▶ REQUIREMENT
Which lines come from the start of the listing through the line holding "Target: crack in pavement"? Restate exactly those, both included, minus the pictures.

--------------------------------

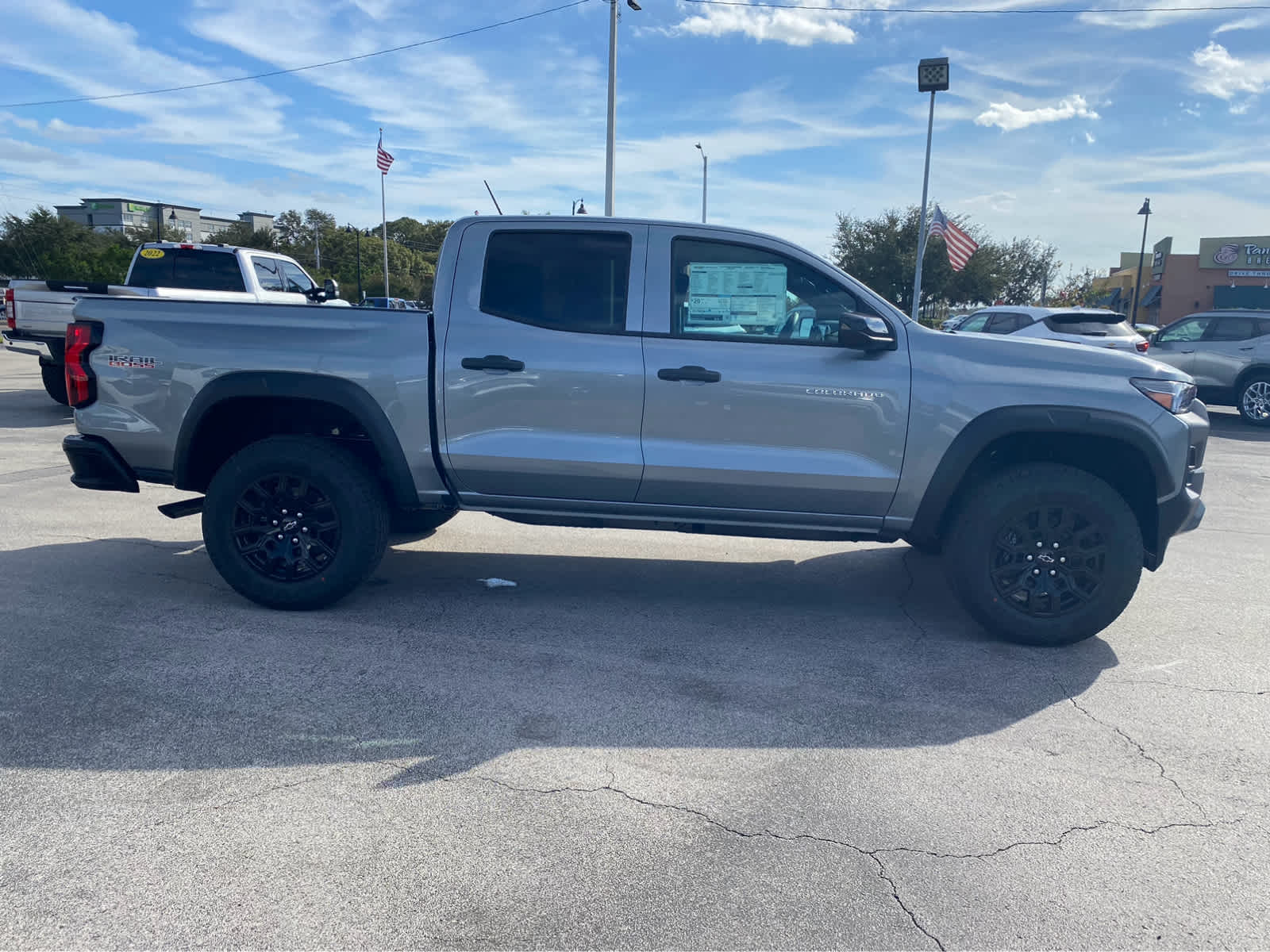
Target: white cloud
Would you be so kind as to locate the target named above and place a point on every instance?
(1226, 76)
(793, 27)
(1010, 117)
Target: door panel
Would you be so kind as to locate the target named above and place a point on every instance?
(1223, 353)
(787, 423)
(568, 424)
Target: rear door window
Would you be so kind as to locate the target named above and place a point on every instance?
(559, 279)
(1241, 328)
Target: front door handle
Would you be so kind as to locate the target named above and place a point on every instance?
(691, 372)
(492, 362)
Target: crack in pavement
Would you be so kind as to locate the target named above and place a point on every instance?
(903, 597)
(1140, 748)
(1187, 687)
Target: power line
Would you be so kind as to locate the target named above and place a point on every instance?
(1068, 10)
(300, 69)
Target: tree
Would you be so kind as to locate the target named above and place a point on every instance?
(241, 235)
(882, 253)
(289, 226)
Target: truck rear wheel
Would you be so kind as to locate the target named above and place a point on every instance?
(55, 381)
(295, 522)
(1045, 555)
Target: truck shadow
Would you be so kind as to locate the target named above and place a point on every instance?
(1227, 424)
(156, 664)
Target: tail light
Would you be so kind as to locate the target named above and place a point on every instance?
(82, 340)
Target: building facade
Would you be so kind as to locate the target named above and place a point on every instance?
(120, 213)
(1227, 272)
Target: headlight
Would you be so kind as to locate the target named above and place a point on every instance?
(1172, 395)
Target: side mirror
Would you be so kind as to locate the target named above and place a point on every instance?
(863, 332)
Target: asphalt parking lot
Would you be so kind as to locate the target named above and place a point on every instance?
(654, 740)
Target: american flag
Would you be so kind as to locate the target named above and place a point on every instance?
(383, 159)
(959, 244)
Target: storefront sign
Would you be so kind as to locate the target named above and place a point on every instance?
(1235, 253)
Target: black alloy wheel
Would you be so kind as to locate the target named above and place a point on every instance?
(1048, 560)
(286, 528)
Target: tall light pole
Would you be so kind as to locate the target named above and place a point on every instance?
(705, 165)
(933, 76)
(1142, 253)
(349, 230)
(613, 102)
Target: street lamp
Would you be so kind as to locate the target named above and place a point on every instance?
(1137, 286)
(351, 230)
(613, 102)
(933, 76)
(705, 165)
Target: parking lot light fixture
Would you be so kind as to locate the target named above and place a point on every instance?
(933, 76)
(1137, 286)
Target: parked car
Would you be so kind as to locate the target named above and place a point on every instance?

--------------------------------

▶ EXERCISE RESULT
Target: white cloud
Would you be so kind as to locate the target named above and place a point on every instance?
(1226, 76)
(793, 27)
(1010, 117)
Target: door panel
Would you be so kind as to locate the target named above and place a point on every instance?
(1223, 353)
(787, 423)
(568, 424)
Target: rear door window
Would you be so kind as to locate the target named above and place a point on every instance?
(559, 279)
(1241, 328)
Target: front door handle
Would you be so kind as to locate the target named above and place a point on every instance?
(691, 372)
(492, 362)
Target: crack in pavement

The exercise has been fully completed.